Saved entries:
────────────────────

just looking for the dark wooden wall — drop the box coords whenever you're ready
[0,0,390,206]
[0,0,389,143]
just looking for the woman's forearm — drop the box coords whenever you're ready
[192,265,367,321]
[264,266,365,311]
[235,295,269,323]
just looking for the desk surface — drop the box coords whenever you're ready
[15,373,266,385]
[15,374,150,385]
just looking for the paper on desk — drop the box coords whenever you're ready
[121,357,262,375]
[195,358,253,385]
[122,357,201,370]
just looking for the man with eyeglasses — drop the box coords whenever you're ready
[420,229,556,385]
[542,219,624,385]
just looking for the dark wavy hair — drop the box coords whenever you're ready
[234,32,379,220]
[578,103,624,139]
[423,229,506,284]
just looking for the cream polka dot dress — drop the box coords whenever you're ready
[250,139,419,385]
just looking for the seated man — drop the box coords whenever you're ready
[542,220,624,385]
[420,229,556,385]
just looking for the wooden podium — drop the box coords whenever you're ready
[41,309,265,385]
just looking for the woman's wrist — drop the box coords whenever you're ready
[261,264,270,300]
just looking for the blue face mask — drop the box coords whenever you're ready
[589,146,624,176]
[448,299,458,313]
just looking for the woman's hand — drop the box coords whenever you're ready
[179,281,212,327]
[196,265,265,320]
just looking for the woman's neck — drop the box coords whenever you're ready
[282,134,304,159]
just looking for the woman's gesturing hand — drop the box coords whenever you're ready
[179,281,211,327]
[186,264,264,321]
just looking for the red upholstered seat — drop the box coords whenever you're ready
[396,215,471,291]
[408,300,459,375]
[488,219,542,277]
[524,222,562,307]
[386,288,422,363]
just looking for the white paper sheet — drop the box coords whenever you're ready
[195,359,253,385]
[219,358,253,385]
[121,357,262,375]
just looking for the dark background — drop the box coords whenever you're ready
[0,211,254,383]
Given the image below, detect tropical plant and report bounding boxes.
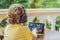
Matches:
[55,16,60,31]
[0,18,7,27]
[33,17,40,23]
[46,19,51,29]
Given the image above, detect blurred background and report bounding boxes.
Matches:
[0,0,60,9]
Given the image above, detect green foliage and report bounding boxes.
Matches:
[23,20,28,26]
[0,0,60,8]
[46,19,51,29]
[33,17,40,23]
[0,18,7,27]
[0,0,28,9]
[56,16,60,28]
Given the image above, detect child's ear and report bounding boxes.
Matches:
[20,13,27,23]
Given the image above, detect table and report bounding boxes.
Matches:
[44,31,60,40]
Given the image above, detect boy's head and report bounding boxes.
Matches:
[8,4,27,24]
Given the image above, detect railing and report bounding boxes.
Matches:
[0,9,60,26]
[0,8,60,17]
[0,8,60,22]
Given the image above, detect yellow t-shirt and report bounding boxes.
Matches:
[4,24,32,40]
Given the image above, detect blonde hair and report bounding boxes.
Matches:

────────────────────

Work item — Keep the pictures out of the copy and return the rest of the data above exactly.

Result of this exercise —
just looking for the dark wooden wall — drop the box coords whenever you're ready
[0,0,390,206]
[0,0,389,143]
just looking for the woman's forearm — drop the box coords whenever you're ready
[192,265,367,321]
[264,266,365,311]
[235,295,269,323]
just looking for the desk surface — drop the box coords whenever you're ready
[15,373,266,385]
[15,374,150,385]
just looking for the paper on desk — drop the box coords whenever you're ready
[121,357,262,375]
[195,358,253,385]
[122,357,201,370]
just looking for the man with eyeglasses — drop the box coords whenever you're ready
[420,229,556,385]
[542,219,624,385]
just looking for the dark wavy hair — drop the box coords whenever you're ready
[234,32,379,220]
[578,103,624,139]
[423,229,506,284]
just looking for the cream polka dot dress — drop the box coords whenever you're ready
[250,139,419,385]
just looking for the seated man — drop the box coords whenever you're ready
[542,220,624,385]
[420,229,556,385]
just looking for the wooden podium — drop the box coords whenever you're ready
[41,309,265,385]
just looking for the woman's wrist — drop the box coords whenever you're ready
[261,264,270,300]
just looking for the blue face mask — drop the box coords whenever you're ready
[589,146,624,176]
[448,299,458,313]
just looking for the woman's hand — drop the box coords whenever you're ready
[179,281,212,327]
[196,265,265,320]
just looking for the woman's neck — drop the box coords whenever you're ready
[282,134,304,159]
just looking for the woman's gesturing hand — drop the box coords whenever you're ready
[179,281,211,327]
[186,264,264,321]
just looking for the red upholstered seat — drop the box coords whenever you're ready
[396,215,471,291]
[408,300,459,375]
[488,219,542,277]
[524,222,562,307]
[386,288,422,363]
just looking for the white paper sheet — drop the box coords whenever you're ready
[195,359,253,385]
[219,358,253,385]
[121,357,262,375]
just looking for the dark background — drop the box coords whenever you're ready
[0,211,254,383]
Given the image below, detect tropical plant and report bounding boxes.
Matches:
[55,16,60,31]
[0,18,7,27]
[33,17,40,23]
[46,19,51,29]
Given the image above, detect blurred background and report bounding boxes.
Matches:
[0,0,60,9]
Given the image above, detect green foliage and report bounding boxes.
Matches:
[23,20,28,26]
[0,0,60,8]
[46,19,51,29]
[33,17,40,23]
[0,18,7,27]
[0,0,28,9]
[56,16,60,28]
Given the image above, detect child's ear and report bounding boxes.
Matches:
[20,13,27,23]
Given the image above, detect table and report bounding boxes.
Matches:
[44,31,60,40]
Given the image above, detect boy's head and report bounding boxes.
Matches:
[8,4,27,24]
Given the image above, detect railing and report bounding boxes.
Matches:
[0,9,60,26]
[0,8,60,17]
[0,8,60,22]
Given the image above, detect yellow t-shirt and report bounding boxes.
Matches:
[4,24,32,40]
Given the image above, detect blonde hair and report bounding boxes.
Matches:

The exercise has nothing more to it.